* _SOURCE TEXT_
----

‘I appreciate stories that mess with me a little’: Yewande Omotoso on her latest book, The Woman Next Door

The Woman Next Door
Yewande Omotoso
Chatto & Windus, 2017

Yewande Omotoso spoke to Johannesburg Review of Books editor Jennifer Malec recently about writing unlikeable characters, the necessity for discomfort in art, and her most recent novel, The Woman Next Door.

The Woman Next Door tells the story of two octogenarians living in Cape Town, one white, one black, who share a mutual loathing that develops into something of a ‘hateship’ as they are forced together by circumstance.

The novel—Omotoso’s United States debut—has been at the centre of a flurry of awards buzz, and was longlisted for the Baileys Women’s Prize for Fiction and shortlisted for the Sunday Times Barry Ronge Fiction Prize. It is currently on the shortlist for the University of Johannesburg Prizes for South African Writing in English.

Omotoso (who is on The JRB’s Editorial Advisory Panel) was born in Barbados and grew up in Nigeria, moving to South Africa with her family in 1992. Her debut novel, Bom Boy, published in 2011, won the South African Literary Award for First-time Published Author and was shortlisted for the Sunday Times Fiction Prize and the inaugural Etisalat Prize for Literature.

Jennifer Malec for The JRB: Afternoon, Yewande, thanks for agreeing to chat to us. The Woman Next Door is such a meaty book, I’m pleased to have the chance to chat about it with you.

----

* _DATA SEGMENT_

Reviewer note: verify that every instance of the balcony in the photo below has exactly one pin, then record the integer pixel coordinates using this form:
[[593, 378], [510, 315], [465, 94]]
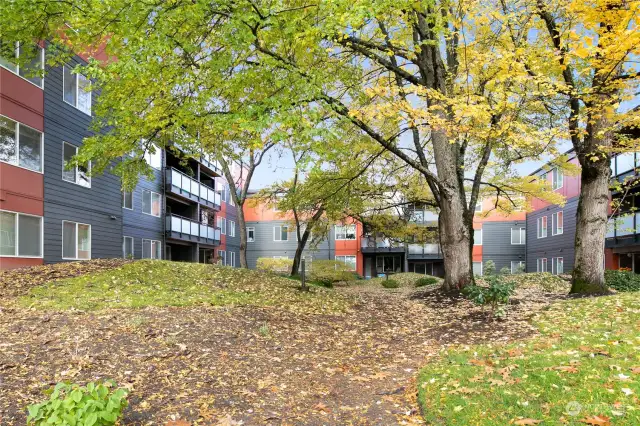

----

* _TO DO_
[1] Answer these questions using the interview with Yewande Omotoso, one answer per line with matching letters:
(a) In which country was Omotoso born?
(b) For which prize was The Woman Next Door longlisted?
(c) In what year was Bom Boy published?
[2] Edit the interview with Yewande Omotoso from "The Woman Next Door tells" to "Writing in English." by replacing "octogenarians" with "retirees", and write out that passage.
[3] Resume the interview with Yewande Omotoso after its last line.
The listing comes from a separate source unrelated to the interview.

* _RESPONSES BY TASK_
[1]
(a) Barbados
(b) The Baileys Women’s Prize for Fiction
(c) 2011

[2]
The Woman Next Door tells the story of two retirees living in Cape Town, one white, one black, who share a mutual loathing that develops into something of a ‘hateship’ as they are forced together by circumstance.

The novel—Omotoso’s United States debut—has been at the centre of a flurry of awards buzz, and was longlisted for the Baileys Women’s Prize for Fiction and shortlisted for the Sunday Times Barry Ronge Fiction Prize. It is currently on the shortlist for the University of Johannesburg Prizes for South African Writing in English.

[3]
Yewande Omotoso: Thank you for the interview.

The JRB: Good novels about old women are rare; I remember reading Rabih Alameddine’s An Unnecessary Woman a few years back and being astonished by the main character. It’s a pity we are so surprised when we find an interesting and non-tawdry female protagonist who is over 70. Why did you choose to write a story about older women, and how did you prepare to write it?

Yewande Omotoso: Early in 2012 my grandfather passed away and I travelled to Barbados to attend the funeral. I think this was around the time I started imagining Hortensia, although she wasn’t fully herself yet. I spent time with my grandmother, I thought a lot about what she was going through, her grief. In general I began to meditate on what it is like to be someone of her age; to have been married for over half a decade, to suddenly lose your life-mate. I also wondered what it was like to have most of your life behind you. I remember thinking how if that life had been unsatisfactory then the condition of your old age would surely be touched by that. Later I wanted to give Hortensia a worthy combatant, and I started to think about Marion.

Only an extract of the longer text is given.